Provided text -
::::::

Anderson leads from her heart and mind with a systemic approach to growth and change. When she speaks about her students, she looks you in the eyes as if you’re one of them, and it’s impossible not to feel like you’re being given a lesson by the world’s most sincere teacher—and perhaps you are.

“There are a variety of ways in which leaders can really think about how to engage other people in the work,” she explains. “Ultimately, your purpose becomes a bit of your brand and who you are.”

When it comes to branding, Anderson doesn’t seem to have any issues. “No matter what state I’m in, most people know if they see a black lady with a suit and tennis shoes, that’s Dr. Anderson,” she says.

People have long been fascinated with the superintendent’s trademark white tennis shoes. “It’s really kind of funny,” she says. “When I was a teacher, I always wore a suit and tennis shoes to work.” Anderson was raised to dress professionally, “for where you’re going and not for where you are,” as she puts it. “And part of wearing tennis shoes is not only for comfort, but has now become a message—that you must be flexible and ready for anything that comes your way.”

Often, Anderson wears the same pair of white shoes for the duration of each school year. “By the end of that year, they’re holey and torn and dirty,” she says. “You’ve got to be willing to get dirty—and it’s okay, because you know the holes and dirt got there while you were serving boots to the ground.”

::::::

(Entries drawn from a collection)

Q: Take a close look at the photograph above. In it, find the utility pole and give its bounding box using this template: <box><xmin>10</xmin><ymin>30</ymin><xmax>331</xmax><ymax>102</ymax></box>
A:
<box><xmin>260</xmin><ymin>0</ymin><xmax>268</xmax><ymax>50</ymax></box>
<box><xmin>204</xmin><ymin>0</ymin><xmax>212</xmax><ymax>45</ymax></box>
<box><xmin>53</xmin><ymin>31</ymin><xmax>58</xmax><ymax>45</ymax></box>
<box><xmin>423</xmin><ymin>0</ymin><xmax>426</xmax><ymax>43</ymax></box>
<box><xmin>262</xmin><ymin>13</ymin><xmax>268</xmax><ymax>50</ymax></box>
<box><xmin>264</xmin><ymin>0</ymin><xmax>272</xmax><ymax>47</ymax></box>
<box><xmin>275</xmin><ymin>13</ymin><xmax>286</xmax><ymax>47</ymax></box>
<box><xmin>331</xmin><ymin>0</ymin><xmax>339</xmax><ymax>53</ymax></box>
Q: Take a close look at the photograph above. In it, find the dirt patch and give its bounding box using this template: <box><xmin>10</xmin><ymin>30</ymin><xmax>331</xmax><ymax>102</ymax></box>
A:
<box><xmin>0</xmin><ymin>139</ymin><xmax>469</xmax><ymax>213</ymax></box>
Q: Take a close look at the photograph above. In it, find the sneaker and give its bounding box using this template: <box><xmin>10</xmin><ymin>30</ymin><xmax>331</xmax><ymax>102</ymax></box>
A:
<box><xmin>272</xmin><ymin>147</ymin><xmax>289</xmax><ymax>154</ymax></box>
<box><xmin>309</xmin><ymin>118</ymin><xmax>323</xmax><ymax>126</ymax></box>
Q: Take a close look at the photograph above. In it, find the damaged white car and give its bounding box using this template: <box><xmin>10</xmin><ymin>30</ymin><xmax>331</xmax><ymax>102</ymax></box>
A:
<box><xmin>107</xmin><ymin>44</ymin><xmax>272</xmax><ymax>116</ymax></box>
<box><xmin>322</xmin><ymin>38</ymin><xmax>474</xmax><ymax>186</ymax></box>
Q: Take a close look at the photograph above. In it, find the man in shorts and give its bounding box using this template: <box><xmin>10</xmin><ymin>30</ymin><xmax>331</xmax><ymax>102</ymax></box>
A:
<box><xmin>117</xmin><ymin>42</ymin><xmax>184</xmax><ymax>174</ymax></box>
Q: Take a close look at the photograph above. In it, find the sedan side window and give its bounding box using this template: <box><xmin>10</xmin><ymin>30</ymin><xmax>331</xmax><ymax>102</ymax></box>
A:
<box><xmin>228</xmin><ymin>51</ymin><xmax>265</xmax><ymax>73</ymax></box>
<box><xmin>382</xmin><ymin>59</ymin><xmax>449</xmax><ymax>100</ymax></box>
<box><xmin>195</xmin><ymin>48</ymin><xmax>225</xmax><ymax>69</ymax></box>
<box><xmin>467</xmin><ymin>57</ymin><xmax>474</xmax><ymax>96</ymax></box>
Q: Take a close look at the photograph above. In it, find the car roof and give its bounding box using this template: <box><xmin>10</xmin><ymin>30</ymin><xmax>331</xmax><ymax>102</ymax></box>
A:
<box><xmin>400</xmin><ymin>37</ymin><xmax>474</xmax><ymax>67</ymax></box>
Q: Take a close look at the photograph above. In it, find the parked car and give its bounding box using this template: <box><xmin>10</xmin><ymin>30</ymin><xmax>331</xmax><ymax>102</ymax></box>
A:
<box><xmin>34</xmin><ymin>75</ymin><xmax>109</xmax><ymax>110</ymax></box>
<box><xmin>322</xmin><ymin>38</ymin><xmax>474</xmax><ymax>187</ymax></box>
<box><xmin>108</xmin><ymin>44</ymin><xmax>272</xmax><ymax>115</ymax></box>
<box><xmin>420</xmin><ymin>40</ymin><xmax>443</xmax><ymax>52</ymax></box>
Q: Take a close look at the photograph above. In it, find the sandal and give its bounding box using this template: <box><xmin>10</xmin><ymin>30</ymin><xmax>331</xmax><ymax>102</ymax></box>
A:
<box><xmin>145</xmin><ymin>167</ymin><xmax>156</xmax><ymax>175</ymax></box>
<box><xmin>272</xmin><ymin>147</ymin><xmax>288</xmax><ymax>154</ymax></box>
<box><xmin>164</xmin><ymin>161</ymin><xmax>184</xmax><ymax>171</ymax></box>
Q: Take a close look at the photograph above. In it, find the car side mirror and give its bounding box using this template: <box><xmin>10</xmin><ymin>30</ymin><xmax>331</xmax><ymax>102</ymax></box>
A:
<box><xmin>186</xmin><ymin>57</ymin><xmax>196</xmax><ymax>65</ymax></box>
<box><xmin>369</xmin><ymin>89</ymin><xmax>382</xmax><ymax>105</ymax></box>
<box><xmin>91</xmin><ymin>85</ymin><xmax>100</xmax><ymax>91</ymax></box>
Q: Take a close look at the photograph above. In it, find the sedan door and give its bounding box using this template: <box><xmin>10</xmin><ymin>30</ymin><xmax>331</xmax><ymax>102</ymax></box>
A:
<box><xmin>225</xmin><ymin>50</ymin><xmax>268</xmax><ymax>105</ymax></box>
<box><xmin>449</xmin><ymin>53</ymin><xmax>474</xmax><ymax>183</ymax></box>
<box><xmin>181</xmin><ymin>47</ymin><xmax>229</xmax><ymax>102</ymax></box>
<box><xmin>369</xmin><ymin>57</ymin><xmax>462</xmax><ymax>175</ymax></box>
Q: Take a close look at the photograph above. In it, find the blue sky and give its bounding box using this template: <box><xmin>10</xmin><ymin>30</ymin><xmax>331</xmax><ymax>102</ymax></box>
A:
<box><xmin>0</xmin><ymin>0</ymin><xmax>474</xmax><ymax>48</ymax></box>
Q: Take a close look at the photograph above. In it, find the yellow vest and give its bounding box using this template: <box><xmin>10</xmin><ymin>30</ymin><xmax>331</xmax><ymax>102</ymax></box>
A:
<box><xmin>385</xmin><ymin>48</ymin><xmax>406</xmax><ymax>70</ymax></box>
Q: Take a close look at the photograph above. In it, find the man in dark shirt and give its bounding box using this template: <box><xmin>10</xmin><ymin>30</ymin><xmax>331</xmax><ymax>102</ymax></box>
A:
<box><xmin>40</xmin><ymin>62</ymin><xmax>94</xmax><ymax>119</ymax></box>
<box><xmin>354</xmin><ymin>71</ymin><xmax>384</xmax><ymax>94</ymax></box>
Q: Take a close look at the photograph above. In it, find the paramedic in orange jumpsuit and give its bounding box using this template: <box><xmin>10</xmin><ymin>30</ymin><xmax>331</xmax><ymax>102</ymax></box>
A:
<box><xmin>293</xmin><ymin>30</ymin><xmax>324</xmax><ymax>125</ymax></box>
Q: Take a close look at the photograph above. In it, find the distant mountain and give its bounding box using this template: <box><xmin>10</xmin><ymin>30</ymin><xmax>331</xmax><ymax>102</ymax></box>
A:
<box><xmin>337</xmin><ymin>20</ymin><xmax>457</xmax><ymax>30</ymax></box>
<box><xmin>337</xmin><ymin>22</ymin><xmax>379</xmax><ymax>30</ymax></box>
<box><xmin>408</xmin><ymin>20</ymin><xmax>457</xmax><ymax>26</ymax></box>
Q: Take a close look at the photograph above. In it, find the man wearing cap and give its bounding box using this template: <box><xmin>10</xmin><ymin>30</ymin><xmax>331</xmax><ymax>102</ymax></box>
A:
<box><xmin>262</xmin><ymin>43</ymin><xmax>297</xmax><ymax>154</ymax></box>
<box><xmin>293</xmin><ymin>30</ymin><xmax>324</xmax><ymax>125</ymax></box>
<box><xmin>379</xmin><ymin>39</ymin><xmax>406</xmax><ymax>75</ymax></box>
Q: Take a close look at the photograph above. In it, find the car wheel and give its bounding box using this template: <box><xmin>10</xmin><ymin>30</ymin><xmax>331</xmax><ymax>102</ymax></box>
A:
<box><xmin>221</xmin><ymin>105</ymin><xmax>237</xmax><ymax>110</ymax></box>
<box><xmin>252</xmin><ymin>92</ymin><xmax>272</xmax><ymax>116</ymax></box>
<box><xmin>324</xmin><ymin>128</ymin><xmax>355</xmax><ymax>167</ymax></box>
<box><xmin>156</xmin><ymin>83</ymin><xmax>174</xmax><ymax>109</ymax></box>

::::::

Work instruction - Proceed with the profile of Dr. Anderson, picking up after its last paragraph. The material has no connection to the profile of Dr. Anderson.

Task output -
Some years ago, Anderson started saving the shoes, writing the date on each pair at the end of the year. “When I was a superintendent in St. Louis, we had the Ferguson riots—and boy, do those shoes look bad!” she says. “Those shoes tell a story.”

The sneakers also let people know that Anderson is who she is. “I don’t need heels and dress-up clothes to show who I am. And I can’t do this work in heels,” she says. “Sitting on the floor, doing crosswalk duty, running down the street to catch a parent, doing a home visit? I need to be ready to meet people where they are and do that humbly.”

Anderson shared this attitude with her late husband, Dr. Stanley Anderson, an award-winning OBGYN and robotic surgeon. Today, she says his memory lives on through her work with children. “He brought them into the world, and I took it from there,” she says. “I had 24 amazing years of marriage to another servant leader.”

In 2016, Anderson was given PricewaterhouseCoopers’ People with Purpose honor, along with an invite to that year’s Academy Awards. “I wasn’t going to go,” she says. “I didn’t need an award to know that what I do is purposeful. Then my husband said, If you go, you get to meet Denzel Washington, so I said, Baby, I’m going! And off to the Oscars I went.” Before her big trip to the red carpet, some of Anderson’s family members convinced her to ditch her white tennis shoes. “I had nice shoes on,” she says, “I had on heels and a ballroom gown, and what do you think people asked me on the red carpet? Where are your tennis shoes?” So she ran back to her hotel room and replaced her heels with her trademark white sneakers. “Now I’m standing there in photos with other people on the red carpet in a ballroom gown with some sparkling white tennis shoes on,” she says, laughing.

Always learning and teaching, Anderson says her experience at the Oscars taught her an important lesson, one she likes to impart on her students. “Be who you are,” she pleads. “Don’t let anyone tell you who you are. Stand on it and know that you are authentically created to be brilliant and great, and that the world is better just because you’re in it.”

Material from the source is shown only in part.